• EXERCISE MATERIALS:
★ ★ ★

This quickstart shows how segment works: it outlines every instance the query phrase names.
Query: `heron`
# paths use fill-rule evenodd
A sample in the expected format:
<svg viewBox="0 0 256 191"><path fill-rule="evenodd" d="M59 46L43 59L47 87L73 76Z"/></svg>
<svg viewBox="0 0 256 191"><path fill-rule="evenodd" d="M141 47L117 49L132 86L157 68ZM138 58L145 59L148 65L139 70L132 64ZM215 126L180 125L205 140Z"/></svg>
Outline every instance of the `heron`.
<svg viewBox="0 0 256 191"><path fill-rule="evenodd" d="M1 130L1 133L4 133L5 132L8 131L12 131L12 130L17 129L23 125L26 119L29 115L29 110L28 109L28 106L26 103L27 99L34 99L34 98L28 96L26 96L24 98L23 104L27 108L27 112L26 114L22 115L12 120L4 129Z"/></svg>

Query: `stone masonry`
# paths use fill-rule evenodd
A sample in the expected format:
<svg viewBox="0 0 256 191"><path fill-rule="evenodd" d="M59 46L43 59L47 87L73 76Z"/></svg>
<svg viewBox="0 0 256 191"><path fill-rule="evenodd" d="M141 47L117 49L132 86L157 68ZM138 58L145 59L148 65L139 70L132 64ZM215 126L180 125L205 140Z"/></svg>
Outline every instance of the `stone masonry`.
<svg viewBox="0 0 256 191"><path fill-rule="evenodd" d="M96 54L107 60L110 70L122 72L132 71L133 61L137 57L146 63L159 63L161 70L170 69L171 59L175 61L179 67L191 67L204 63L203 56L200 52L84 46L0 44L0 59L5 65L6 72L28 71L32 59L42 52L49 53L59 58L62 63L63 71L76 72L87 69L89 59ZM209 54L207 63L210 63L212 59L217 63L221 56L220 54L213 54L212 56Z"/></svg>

★ ★ ★

• SHORT TASK: Reproduce every line of both entries above verbatim, from the first line of the first entry through the last line of the second.

• WRITTEN RESPONSE:
This quickstart shows how segment works: it outlines every instance the query phrase names.
Query: `heron`
# paths use fill-rule evenodd
A sample in the expected format:
<svg viewBox="0 0 256 191"><path fill-rule="evenodd" d="M59 46L43 59L47 87L73 76Z"/></svg>
<svg viewBox="0 0 256 191"><path fill-rule="evenodd" d="M141 47L117 49L132 86L157 68ZM138 58L145 59L148 65L139 70L132 64ZM215 126L180 125L205 140Z"/></svg>
Outline every instance of the `heron`.
<svg viewBox="0 0 256 191"><path fill-rule="evenodd" d="M1 130L1 133L4 133L5 132L8 131L12 131L12 130L17 129L23 125L26 119L29 115L29 110L28 109L28 106L26 103L27 99L34 99L34 98L28 96L26 96L24 98L23 104L27 108L27 112L26 114L22 115L12 120L4 129Z"/></svg>

Query: `stone masonry`
# paths use fill-rule evenodd
A sample in the expected format:
<svg viewBox="0 0 256 191"><path fill-rule="evenodd" d="M59 46L43 59L47 87L73 76Z"/></svg>
<svg viewBox="0 0 256 191"><path fill-rule="evenodd" d="M141 47L117 49L132 86L157 68ZM138 58L145 59L148 65L139 70L132 64ZM215 126L180 125L205 140Z"/></svg>
Outline every instance of the `stone masonry`.
<svg viewBox="0 0 256 191"><path fill-rule="evenodd" d="M96 54L107 60L110 70L122 72L132 71L133 61L137 57L146 63L159 63L161 70L170 69L171 59L175 61L179 67L191 67L204 63L203 56L200 52L84 46L0 44L0 59L5 65L6 72L28 71L32 59L42 52L49 53L59 58L62 63L63 71L76 72L87 69L89 59ZM209 54L207 63L210 63L212 59L217 63L221 56L220 54L213 54L212 56Z"/></svg>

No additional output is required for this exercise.